▶ PROBLEM A: Write out the Node.js hosting post word for word, starting at the words "It’s Node.js All" and ending after the words "the way down!".
▶ PROBLEM B: According to the Node.js hosting post, why should nothing run publicly on a port other than 80? Answer in one to three sentences.
▶ PROBLEM C: Continue the Node.js hosting post from its last sentence.

▶ TEXT EXCERPT:
####################

It’s Node.js All the Way Down

Summary

Node.js can be pretty simple, but things get a bit more complicated when using Node.js to combine serving virtual hosts, some static sites, WebSockets (socket.io) used everywhere, some proxying to other apps, and some with request rewriting for hosting apps in a subdirectories.

The problem

I have a host running collection of websites and web apps, on various hostnames, running under various users, using various technologies.  I often forget exactly how all of these things work, how they work together, and they have some subtle problems I don’t want to bother with having to resolve.

The proposed solution

It’s Node.js Apps all the way down!

It's Turtles All the Way Down

Goals

I’ve acquired some requirements through my years of running a handful of piecemeal sites on this host:

  • Single port (port 80) – Absolutely nothing running publicly on a port other than 80, it just causes too many headaches and problems with proxies, routers, firewalls, etc.
  • Serve static websites from a folder trivially with browsable folders (when there’s no index.html) for serving random dumps of things (Apache was doing this fine until I put HAProxy in front of it).

####################

▶ MATERIAL PROVIDED:

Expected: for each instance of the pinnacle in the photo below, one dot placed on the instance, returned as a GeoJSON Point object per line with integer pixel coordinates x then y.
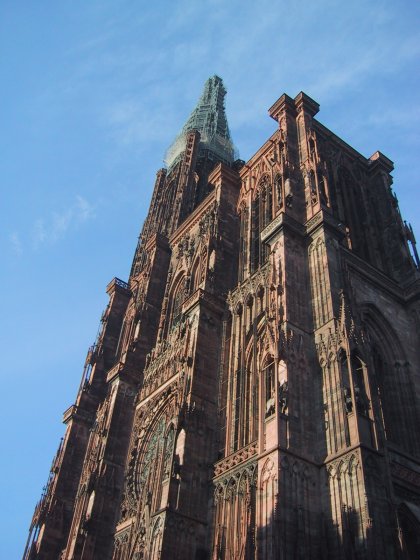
{"type": "Point", "coordinates": [209, 118]}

####################

▶ WRITTEN ANSWER A:
It’s Node.js All the Way Down

Summary

Node.js can be pretty simple, but things get a bit more complicated when using Node.js to combine serving virtual hosts, some static sites, WebSockets (socket.io) used everywhere, some proxying to other apps, and some with request rewriting for hosting apps in a subdirectories.

The problem

I have a host running collection of websites and web apps, on various hostnames, running under various users, using various technologies.  I often forget exactly how all of these things work, how they work together, and they have some subtle problems I don’t want to bother with having to resolve.

The proposed solution

It’s Node.js Apps all the way down!

▶ WRITTEN ANSWER B: Running anything publicly on another port causes too many headaches and problems with proxies, routers, firewalls and similar things.

▶ WRITTEN ANSWER C:
  • Various virtual hosts configurations
    • Direct virtual host to static website (Apache was fine for this)
    • Direct virtual host to another Node.js app listening on another port or on another machine on my network (with WebSocket support) (I previously used HAProxy for this)
  • Node.js apps mapped to be running in sub-folders on any host (e.g. foo.com/ is a static site, but foo.com/app1/ pulls up some single-page web app that probably also uses WebSockets) – this requires a well-written app (all relative paths, or it knows what subfolder it’s served out of) and request rewriting (I previously used HAProxy for these, see config below)
  • Centralized logging – I’m lazy and don’t bother logging in most of my sub-apps, it would be nice to have a single place which logs all requests coming in to my site and apps

For the purposes of this Blog post, I’ll just be considering one site of each kind of configuration, but it should be clear how in reality I have a few sites under each of these configurations.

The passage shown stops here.